#### Consigne
Répondez à ces questions sur la critique ci-dessous :
(a) En quelle année Au Bonheur des Dames a-t-il paru ?
(b) Quel écrivain possède, selon la critique, l'« ironie mordante » qui manquait à Zola ?
(c) D'où vient Denise, et que vient-elle faire à Paris ?

#### Extrait du document
Au Bonheur des Dames (1883, Émile Zola)

Publié le par GouxMathieu

    Zola fait partie de ces grands auteurs pour lesquels je n'ai jamais eu d'affection particulière. La faute à quoi, la faute à je-ne-sais-quoi ; dans cette quête naturaliste qui était la sienne, il me manquait sans doute l'ironie mordante d'un Flaubert. Et puis, je revins au Bonheur des Dames ; et si mes critiques premières sont encore là, je me suis volontiers apaisé avec le temps.

 

   Car s'il est, malgré tout, quelque chose que je n'enlèverai à ce brillant auteur, c'est son talent narratif que d'aucuns pourraient juger "sec" au sortir des lectures romantiques : et on se laisse volontiers porter, ici, par le personnage de Denise. De la même façon que le destin de Lucien m'avait plu, chez un autre, ici, je n'ai su faire autrement que de m'attendrir, et de me trouver des patiences, pour cette provinciale venue tenter sa chance dans le grand Paris. Ces histoires de petites gens attirées par les lumières capitales me plaisent, on le saura, car en y voyant de loin et en plissant les yeux, je crois m'y discerner : et peut-être même davantage que dans Illusions Perdues, je puis dire que je comprends les réactions de Denise, ses forces et ses faiblesses, ses doutes, ses illusions. Que n'ai-je eu, moi aussi, à souffrir les moqueries et les quolibets et continuer, encore, espérant des lendemains rieurs !

Données collectées:
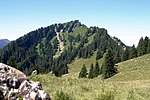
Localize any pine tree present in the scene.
[143,36,149,54]
[121,48,129,61]
[79,64,87,78]
[147,40,150,53]
[88,63,95,79]
[137,37,145,56]
[129,45,137,59]
[94,62,100,77]
[114,51,121,63]
[7,56,17,68]
[102,49,117,79]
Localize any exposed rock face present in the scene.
[0,63,51,100]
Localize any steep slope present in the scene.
[0,39,10,49]
[28,54,150,100]
[0,20,124,76]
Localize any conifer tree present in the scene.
[94,62,100,77]
[7,56,17,68]
[129,45,137,59]
[102,49,117,79]
[147,40,150,53]
[137,37,145,56]
[114,51,121,63]
[121,48,129,61]
[88,63,94,79]
[79,64,87,78]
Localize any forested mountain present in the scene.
[0,20,129,76]
[0,39,10,49]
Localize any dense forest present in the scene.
[0,20,150,76]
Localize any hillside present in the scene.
[0,20,126,76]
[109,54,150,81]
[0,39,10,49]
[30,54,150,100]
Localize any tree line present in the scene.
[79,49,117,79]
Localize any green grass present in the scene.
[30,54,150,100]
[110,54,150,81]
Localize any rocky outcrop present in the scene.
[0,63,51,100]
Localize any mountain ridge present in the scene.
[0,20,124,76]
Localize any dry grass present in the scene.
[31,55,150,100]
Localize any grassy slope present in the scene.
[110,54,150,81]
[31,55,150,100]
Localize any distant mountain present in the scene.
[0,39,10,49]
[0,20,125,76]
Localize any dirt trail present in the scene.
[56,32,64,53]
[53,32,64,58]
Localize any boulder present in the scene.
[0,63,51,100]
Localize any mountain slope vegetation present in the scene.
[0,39,10,49]
[30,54,150,100]
[0,20,125,76]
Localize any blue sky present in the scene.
[0,0,150,46]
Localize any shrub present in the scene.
[96,91,115,100]
[54,91,74,100]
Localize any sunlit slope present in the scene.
[108,54,150,81]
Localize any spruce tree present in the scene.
[121,48,129,61]
[114,51,121,63]
[102,49,117,79]
[7,56,18,69]
[129,45,137,59]
[147,40,150,54]
[79,64,87,78]
[88,63,94,79]
[137,37,145,56]
[94,62,100,77]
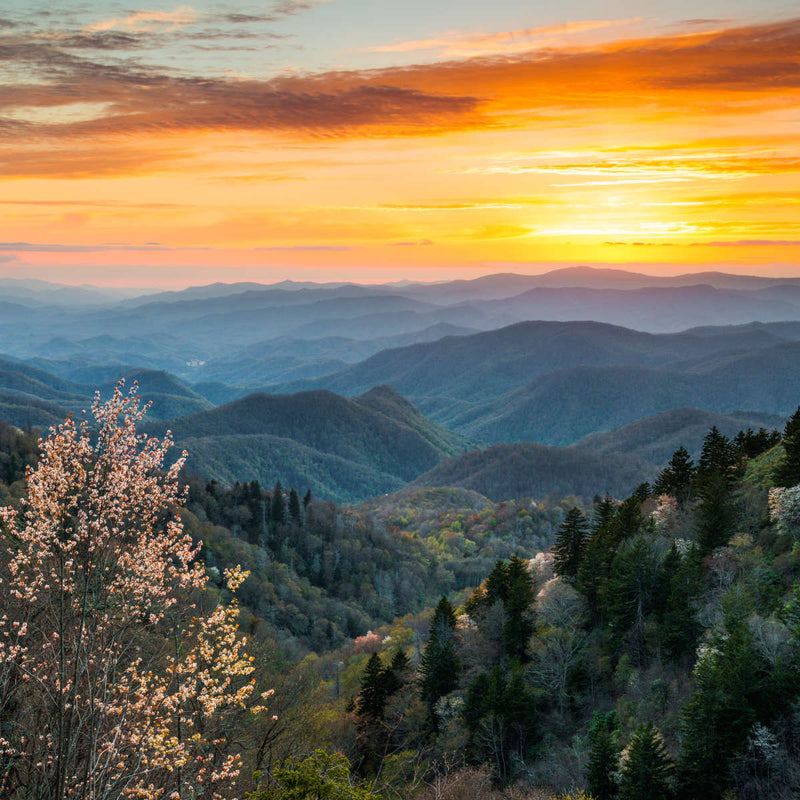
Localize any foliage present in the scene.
[775,406,800,486]
[619,722,675,800]
[553,506,589,580]
[247,750,378,800]
[0,384,262,800]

#### Réponse
(a) En 1883.
(b) Flaubert.
(c) Denise est une provinciale, venue tenter sa chance dans le grand Paris.